Available records »
Begin
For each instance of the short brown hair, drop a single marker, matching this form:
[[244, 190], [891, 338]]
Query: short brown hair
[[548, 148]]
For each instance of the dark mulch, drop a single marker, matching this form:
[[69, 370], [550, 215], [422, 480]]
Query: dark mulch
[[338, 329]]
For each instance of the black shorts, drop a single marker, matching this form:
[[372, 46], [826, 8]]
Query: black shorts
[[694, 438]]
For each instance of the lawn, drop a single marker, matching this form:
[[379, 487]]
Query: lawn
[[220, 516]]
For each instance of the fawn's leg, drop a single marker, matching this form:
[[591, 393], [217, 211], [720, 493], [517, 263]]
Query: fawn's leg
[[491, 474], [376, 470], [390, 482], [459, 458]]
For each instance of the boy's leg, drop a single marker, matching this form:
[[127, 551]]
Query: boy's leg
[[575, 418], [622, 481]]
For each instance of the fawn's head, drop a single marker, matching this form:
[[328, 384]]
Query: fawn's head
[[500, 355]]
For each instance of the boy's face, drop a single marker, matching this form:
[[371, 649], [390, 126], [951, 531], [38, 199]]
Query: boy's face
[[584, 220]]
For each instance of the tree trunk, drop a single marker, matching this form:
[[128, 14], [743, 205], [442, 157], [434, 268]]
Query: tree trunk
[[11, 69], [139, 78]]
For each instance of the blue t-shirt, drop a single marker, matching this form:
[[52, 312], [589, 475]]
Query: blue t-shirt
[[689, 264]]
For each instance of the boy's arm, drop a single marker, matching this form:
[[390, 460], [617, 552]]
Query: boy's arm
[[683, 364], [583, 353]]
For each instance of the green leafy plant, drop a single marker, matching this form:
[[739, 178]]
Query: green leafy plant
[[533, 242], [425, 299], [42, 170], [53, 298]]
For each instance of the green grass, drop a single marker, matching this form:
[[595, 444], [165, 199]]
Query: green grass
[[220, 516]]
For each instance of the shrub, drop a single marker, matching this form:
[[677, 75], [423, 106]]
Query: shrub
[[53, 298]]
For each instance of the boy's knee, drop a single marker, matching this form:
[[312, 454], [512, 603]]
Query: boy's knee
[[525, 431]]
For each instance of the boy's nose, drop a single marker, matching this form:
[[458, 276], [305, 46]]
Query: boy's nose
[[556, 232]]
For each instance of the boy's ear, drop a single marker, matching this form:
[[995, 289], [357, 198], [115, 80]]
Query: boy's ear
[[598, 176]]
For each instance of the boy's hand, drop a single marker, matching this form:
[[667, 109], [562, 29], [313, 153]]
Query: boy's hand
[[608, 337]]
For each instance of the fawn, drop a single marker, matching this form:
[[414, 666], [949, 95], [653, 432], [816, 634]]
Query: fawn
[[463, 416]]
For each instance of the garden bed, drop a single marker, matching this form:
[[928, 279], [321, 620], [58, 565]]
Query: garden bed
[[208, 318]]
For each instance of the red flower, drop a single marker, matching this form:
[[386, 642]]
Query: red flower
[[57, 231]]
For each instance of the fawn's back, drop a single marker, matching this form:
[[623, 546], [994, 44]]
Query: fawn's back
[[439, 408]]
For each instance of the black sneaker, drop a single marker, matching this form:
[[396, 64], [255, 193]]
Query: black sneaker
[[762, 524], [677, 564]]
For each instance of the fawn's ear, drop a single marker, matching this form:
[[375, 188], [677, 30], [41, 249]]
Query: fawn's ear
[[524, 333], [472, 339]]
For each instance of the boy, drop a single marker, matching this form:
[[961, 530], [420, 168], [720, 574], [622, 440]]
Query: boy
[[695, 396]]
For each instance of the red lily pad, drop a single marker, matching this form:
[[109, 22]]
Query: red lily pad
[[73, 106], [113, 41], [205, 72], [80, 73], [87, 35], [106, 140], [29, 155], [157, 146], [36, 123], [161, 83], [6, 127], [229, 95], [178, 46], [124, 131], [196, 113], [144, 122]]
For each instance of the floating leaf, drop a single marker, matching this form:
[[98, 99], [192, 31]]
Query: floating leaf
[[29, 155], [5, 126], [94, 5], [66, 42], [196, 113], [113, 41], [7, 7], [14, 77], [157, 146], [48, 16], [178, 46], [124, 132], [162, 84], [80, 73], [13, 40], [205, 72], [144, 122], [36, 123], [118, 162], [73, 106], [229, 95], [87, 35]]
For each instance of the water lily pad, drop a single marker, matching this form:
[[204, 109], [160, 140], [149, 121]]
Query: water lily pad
End
What you should do » Repeat the entries shown above, every one, word for word.

Finished answer »
For each instance of the short brown hair, drop a single marker, matching this form:
[[244, 190], [891, 338]]
Query: short brown hair
[[548, 148]]
For each instance of the dark mulch, drop a single marker, matching this form:
[[69, 370], [550, 215], [422, 480]]
Query: dark mulch
[[338, 329]]
For each instance of the black shorts, drop a single marker, matching this form:
[[372, 46], [826, 8]]
Query: black shorts
[[694, 438]]
For each instance of the lawn, drop a single marker, matching this form:
[[379, 487]]
Query: lawn
[[220, 516]]
For each instance of the fawn's leg, drop a single marker, matching this form:
[[591, 393], [217, 211], [720, 493], [517, 263]]
Query: fawn's leg
[[491, 474], [376, 470], [390, 482], [459, 458]]
For each instance of the boy's leg, drop a single marker, matching this form:
[[127, 551]]
Query: boy's leg
[[575, 418], [622, 481]]
For each instance of the fawn's head, drop a single marker, matching this form:
[[328, 384]]
Query: fawn's head
[[500, 355]]
For each instance of the boy's face, drop a single marker, matching this form:
[[371, 649], [390, 126], [951, 531], [38, 199]]
Query: boy's face
[[584, 220]]
For each instance of the tree trunk, drop a single marker, matching this form:
[[128, 14], [743, 205], [442, 157], [434, 268]]
Query: tree trunk
[[11, 69], [139, 78]]
For each instance of the blue t-shirt, drop a single marker, matching this form:
[[52, 312], [589, 475]]
Query: blue t-shirt
[[689, 264]]
For each instance of the boy's arm, drop a single marker, matching this form:
[[390, 460], [617, 552]]
Query: boy's arm
[[683, 364], [583, 353]]
For each instance of the green leafy plant, drop a single marker, matching this form:
[[739, 178]]
Query: green leafy plant
[[533, 242], [425, 299], [42, 170], [53, 298]]
For each instance of the green grass, drop a single marker, matching this form:
[[595, 444], [165, 199]]
Query: green grass
[[220, 516]]
For each instance of the shrub, drop a single marker, matching this form:
[[677, 75], [423, 106]]
Query: shrub
[[53, 298]]
For each instance of the boy's knee, drop a single marker, matching this form:
[[312, 454], [512, 603]]
Query: boy's knee
[[525, 431]]
For each instance of the boy's nose, drop a single marker, matching this form:
[[458, 276], [305, 46]]
Query: boy's nose
[[556, 232]]
For each instance of the boy's ear, drop a single marker, matching this form:
[[995, 289], [357, 198], [115, 80]]
Query: boy's ear
[[598, 176]]
For each instance of the boy's hand, drop a single marker, matching this form:
[[667, 109], [562, 29], [313, 153]]
Query: boy's hand
[[608, 337]]
For each instance of the fawn, drop a single marker, matching this form:
[[414, 666], [949, 95], [653, 432], [816, 634]]
Query: fawn
[[463, 416]]
For each instance of the garden bed, drop a single marker, matching this form:
[[928, 279], [321, 620], [58, 565]]
Query: garden bed
[[208, 318]]
For each instance of the red flower, drop a single marker, matching this form:
[[386, 642]]
Query: red flower
[[57, 231]]
For each instance of the fawn's back, drop a single marker, matching this form:
[[623, 546], [994, 44]]
Query: fawn's back
[[439, 408]]
For each instance of the black sneaker, drop a single marker, matching this form:
[[396, 64], [255, 193]]
Query: black sneaker
[[762, 524], [677, 564]]
For each instance of the fawn's ear, drop a single marker, matching this form:
[[375, 188], [677, 30], [41, 249]]
Query: fawn's ear
[[524, 333], [472, 339]]
For each instance of the boy, drop a single marker, matching this form:
[[961, 530], [420, 168], [720, 574], [622, 440]]
Query: boy
[[695, 396]]
For each instance of the red lily pad, drop a single marker, matching this form:
[[109, 22]]
Query: red lily pad
[[73, 106], [113, 41], [205, 72], [80, 73], [87, 35], [106, 140], [29, 155], [157, 146], [36, 123], [161, 83], [6, 127], [229, 95], [178, 46], [124, 131], [196, 113], [144, 122]]
For each instance of the floating leaf, drop a single marker, matching this form:
[[98, 99], [192, 31]]
Query: floating leaf
[[29, 155], [5, 126], [94, 5], [66, 42], [196, 113], [113, 41], [7, 7], [14, 77], [157, 146], [48, 16], [178, 46], [124, 132], [162, 84], [80, 73], [13, 40], [205, 72], [144, 122], [36, 123], [118, 162], [73, 106], [229, 95], [87, 35]]
For each instance of the water lily pad, drop a single marker, matching this form:
[[204, 109], [160, 140], [149, 121]]
Query: water lily pad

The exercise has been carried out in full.